### THE EXERCISE
Copy the entries below word for word, from the line containing "Target: limestone block wall" through the end of the entries.

### DATA FOR THIS TASK
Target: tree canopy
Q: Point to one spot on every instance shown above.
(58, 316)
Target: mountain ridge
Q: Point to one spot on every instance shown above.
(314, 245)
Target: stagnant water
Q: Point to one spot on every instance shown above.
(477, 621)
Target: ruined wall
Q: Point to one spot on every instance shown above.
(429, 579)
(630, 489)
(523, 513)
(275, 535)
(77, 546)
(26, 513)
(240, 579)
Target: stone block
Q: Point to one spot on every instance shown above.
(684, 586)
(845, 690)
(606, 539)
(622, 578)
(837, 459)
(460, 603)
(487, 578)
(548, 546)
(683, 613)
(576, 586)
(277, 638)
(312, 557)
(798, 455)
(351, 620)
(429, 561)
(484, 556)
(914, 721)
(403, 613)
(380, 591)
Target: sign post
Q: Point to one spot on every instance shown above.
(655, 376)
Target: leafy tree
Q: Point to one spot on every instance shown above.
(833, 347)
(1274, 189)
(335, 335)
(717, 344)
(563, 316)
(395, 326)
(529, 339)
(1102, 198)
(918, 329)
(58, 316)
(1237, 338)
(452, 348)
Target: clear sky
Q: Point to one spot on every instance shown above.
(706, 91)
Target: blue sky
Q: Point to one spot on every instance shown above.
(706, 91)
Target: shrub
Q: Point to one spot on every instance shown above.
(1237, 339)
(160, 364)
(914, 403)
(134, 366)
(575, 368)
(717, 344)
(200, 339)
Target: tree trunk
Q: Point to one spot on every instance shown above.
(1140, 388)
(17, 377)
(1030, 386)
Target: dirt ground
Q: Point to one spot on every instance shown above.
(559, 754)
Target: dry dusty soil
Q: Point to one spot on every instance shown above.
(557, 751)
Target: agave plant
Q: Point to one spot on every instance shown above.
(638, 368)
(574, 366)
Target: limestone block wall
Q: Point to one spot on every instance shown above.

### SOLUTION
Target: limestone block wall
Q: Point to one spot on every instance shown above.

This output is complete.